Each entry is to be given again exactly; drop the images.

┌─ DATA RECORDS

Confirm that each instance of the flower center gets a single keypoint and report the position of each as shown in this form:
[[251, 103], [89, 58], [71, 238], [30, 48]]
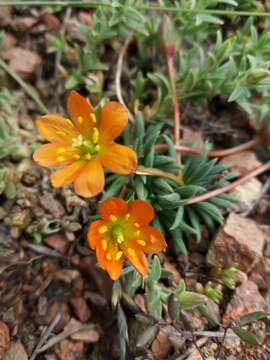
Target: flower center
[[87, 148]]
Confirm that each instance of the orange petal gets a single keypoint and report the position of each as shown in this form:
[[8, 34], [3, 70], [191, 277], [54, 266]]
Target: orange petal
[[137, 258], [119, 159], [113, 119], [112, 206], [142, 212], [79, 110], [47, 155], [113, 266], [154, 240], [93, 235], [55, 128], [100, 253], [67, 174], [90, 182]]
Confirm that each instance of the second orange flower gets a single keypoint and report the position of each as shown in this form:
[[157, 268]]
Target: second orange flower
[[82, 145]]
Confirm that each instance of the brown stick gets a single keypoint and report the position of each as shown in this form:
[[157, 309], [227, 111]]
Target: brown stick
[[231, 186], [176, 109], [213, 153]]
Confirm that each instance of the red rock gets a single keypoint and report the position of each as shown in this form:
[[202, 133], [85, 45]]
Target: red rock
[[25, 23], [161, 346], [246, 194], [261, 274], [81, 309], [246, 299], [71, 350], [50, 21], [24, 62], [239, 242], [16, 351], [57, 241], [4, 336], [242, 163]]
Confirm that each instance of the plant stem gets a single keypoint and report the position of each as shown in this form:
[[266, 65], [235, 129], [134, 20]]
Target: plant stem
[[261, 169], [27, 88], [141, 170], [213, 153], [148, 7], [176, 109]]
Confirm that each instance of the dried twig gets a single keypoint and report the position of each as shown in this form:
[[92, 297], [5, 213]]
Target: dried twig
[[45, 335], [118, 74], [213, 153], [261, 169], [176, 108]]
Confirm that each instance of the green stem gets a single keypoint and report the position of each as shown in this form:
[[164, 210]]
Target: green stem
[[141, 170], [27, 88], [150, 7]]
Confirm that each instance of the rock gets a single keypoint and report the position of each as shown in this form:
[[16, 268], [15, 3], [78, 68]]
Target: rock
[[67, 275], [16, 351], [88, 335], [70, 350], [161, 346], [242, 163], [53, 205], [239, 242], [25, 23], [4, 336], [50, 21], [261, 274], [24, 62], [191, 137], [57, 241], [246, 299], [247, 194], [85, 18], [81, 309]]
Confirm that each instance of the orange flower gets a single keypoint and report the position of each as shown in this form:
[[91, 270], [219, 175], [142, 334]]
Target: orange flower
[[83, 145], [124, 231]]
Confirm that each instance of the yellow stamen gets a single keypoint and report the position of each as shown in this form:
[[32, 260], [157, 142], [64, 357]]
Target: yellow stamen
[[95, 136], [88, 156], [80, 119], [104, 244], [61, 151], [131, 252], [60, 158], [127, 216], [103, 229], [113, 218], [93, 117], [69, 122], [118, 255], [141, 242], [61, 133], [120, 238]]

└─

• YOUR RESPONSE:
Confirm that each instance of the flower center gets a single keypoint and report the position of each as shown in this form:
[[251, 103], [89, 58], [71, 238], [30, 48]]
Target: flower center
[[87, 148]]
Confirm that each instance of the orange petal gets a single keypoint and report the position of each as shown in this form:
[[8, 34], [3, 70], [191, 277], [54, 266]]
Target: orange petal
[[137, 258], [119, 159], [113, 119], [112, 206], [142, 212], [79, 110], [47, 155], [113, 266], [154, 240], [93, 235], [55, 128], [100, 253], [67, 174], [90, 182]]
Confirm that each instance of the second orange flower gets a single keypoint and report the position of each as shown in this form:
[[157, 268]]
Target: second orange flower
[[82, 145]]
Confirm that each instance of the brown stick gets a single keypoint and report the position of each as shown in this form:
[[157, 309], [227, 111]]
Target: brown stick
[[231, 186], [176, 109], [213, 153]]
Confirm that each instance of the red rock gets a single keypoint and report the position of each as shown in this form:
[[202, 133], [85, 45]]
Target: red rock
[[25, 23], [161, 346], [246, 194], [261, 274], [81, 309], [246, 299], [71, 350], [50, 21], [24, 62], [239, 242], [16, 351], [57, 241], [4, 336], [242, 163]]
Confirm that each instance of the plant stem gets a single keypoint and report the position of each as shown in this form:
[[266, 65], [235, 129], [134, 20]]
Target: plant stem
[[261, 169], [27, 88], [141, 170], [213, 153], [148, 7], [176, 109]]
Confirm that each instance of the dried twig gets a single keypoint and report the position of each as shown in this form:
[[92, 297], [5, 213]]
Target: dried twig
[[45, 335], [118, 74], [213, 153], [261, 169], [176, 108]]
Confirm that each instance of the green stem gets a single keypoint and report the position of each as shown in this form:
[[164, 210]]
Target: green stem
[[141, 170], [27, 88], [150, 7]]
Confirm that each instance of the rock gets a single keypoint and report the position of each as shown in this form:
[[16, 268], [15, 3], [78, 68]]
Target: rock
[[67, 275], [16, 351], [88, 335], [70, 350], [161, 346], [242, 163], [53, 205], [239, 242], [25, 23], [4, 336], [50, 21], [261, 274], [24, 62], [191, 137], [57, 241], [246, 299], [247, 194], [85, 18], [81, 309]]
Confirm that each instance of the orange flower gets a single keypoint and report the position of each as shown in this form:
[[91, 270], [219, 175], [142, 334]]
Target: orange flower
[[83, 145], [124, 231]]
Confirm that each instance of the yellow stamen gets a single keypoint and report the position of each as shown in this form:
[[32, 260], [157, 142], [64, 357]]
Target: yellow stamen
[[95, 136], [88, 156], [80, 119], [104, 244], [61, 151], [131, 252], [60, 158], [127, 216], [103, 229], [113, 218], [93, 117], [69, 122], [118, 255], [141, 242], [61, 133], [120, 238]]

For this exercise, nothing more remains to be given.